Data in this exercise:

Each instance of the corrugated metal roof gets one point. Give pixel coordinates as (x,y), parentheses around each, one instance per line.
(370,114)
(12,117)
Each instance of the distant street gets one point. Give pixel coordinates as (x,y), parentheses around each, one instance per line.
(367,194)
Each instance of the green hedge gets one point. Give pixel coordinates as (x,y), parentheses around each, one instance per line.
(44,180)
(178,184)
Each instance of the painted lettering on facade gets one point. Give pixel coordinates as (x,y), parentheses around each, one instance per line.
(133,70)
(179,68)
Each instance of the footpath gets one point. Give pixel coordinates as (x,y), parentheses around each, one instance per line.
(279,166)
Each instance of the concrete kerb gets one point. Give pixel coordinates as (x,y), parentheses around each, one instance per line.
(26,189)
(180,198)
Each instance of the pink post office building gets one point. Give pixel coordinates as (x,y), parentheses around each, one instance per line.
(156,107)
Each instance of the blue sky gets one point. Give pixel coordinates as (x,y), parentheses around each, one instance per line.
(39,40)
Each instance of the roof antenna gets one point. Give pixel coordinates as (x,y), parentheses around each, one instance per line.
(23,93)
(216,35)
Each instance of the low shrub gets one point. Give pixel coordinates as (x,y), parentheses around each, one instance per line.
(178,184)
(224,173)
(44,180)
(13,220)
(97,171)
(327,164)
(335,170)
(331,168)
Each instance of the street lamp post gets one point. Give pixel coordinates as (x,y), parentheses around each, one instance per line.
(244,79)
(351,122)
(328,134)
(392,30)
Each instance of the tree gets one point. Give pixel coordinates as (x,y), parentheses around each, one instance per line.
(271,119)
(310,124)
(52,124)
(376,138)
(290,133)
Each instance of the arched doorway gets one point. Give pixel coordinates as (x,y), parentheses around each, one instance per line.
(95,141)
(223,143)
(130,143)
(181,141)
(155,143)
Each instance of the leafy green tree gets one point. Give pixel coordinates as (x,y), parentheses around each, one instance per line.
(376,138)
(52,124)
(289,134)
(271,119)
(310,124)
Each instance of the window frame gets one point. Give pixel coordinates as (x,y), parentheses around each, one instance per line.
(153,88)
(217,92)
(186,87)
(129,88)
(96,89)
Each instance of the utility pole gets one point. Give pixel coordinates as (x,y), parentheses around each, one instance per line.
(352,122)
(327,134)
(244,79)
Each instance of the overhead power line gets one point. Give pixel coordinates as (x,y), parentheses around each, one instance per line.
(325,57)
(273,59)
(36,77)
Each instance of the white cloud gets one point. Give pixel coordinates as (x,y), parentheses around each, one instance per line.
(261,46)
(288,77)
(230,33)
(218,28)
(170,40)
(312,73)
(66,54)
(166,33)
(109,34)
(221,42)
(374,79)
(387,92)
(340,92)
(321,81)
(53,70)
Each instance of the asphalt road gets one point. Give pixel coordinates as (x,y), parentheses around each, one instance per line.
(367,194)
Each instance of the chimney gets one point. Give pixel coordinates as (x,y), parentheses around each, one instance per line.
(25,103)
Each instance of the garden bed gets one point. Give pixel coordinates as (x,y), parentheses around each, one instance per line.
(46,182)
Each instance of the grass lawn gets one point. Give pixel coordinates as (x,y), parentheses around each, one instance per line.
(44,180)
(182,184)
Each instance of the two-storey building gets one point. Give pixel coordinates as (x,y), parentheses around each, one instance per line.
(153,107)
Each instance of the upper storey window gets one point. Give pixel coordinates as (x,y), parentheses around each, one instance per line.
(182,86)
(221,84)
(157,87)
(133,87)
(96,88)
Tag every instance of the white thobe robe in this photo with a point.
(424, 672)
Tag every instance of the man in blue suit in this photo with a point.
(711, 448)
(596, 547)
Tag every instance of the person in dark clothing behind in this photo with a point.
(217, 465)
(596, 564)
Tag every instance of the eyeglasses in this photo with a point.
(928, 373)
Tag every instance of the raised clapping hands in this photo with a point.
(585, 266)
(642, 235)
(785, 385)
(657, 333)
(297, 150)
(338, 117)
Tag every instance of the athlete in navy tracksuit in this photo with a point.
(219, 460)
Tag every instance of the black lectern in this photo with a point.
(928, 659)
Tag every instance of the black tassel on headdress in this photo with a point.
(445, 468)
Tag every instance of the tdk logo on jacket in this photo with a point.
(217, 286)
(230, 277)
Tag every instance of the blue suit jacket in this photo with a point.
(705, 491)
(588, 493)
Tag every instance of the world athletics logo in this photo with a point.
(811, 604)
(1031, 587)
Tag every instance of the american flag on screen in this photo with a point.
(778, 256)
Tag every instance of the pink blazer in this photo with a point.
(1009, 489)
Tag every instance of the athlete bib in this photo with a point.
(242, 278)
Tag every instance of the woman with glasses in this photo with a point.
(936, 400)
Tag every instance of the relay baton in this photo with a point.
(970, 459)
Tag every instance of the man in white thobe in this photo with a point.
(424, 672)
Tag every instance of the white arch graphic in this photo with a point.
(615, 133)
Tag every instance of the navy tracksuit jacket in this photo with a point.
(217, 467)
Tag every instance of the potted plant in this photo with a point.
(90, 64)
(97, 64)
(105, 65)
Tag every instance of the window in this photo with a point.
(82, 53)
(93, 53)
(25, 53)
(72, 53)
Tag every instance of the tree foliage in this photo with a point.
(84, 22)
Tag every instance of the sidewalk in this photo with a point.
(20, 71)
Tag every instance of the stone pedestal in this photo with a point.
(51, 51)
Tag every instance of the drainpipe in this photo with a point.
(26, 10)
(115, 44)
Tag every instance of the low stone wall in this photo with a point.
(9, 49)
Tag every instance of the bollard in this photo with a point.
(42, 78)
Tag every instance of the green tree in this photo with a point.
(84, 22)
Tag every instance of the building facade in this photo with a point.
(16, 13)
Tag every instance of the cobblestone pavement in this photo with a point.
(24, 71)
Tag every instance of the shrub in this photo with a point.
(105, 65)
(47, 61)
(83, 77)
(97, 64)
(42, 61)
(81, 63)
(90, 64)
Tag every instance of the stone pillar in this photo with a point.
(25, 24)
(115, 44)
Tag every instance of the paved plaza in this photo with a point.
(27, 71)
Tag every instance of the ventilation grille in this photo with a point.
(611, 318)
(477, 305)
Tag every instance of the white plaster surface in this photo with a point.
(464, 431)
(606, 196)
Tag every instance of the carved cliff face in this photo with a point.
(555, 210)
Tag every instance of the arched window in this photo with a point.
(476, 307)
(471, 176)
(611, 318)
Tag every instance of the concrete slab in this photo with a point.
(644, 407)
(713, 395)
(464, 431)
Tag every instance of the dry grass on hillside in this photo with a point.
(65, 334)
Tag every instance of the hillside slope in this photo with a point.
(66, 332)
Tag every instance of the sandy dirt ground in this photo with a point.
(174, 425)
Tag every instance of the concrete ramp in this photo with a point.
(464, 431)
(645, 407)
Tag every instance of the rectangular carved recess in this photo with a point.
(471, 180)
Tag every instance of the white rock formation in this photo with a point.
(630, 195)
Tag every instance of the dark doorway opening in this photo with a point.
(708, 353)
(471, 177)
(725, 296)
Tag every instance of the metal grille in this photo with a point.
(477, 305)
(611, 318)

Activity:
Write out exactly, and only, each line from the one with "Tag every instance of the rectangular" down to the last line of the records above.

Written response:
Tag every instance of the rectangular carved recess in this photo with a point.
(471, 180)
Tag every instance of the white rock formation in this photo with a point.
(630, 195)
Tag every instance of the dark doorway opening in this photo with a point.
(708, 353)
(471, 177)
(725, 296)
Tag every instance of the metal grille in this photo with a point.
(477, 305)
(611, 318)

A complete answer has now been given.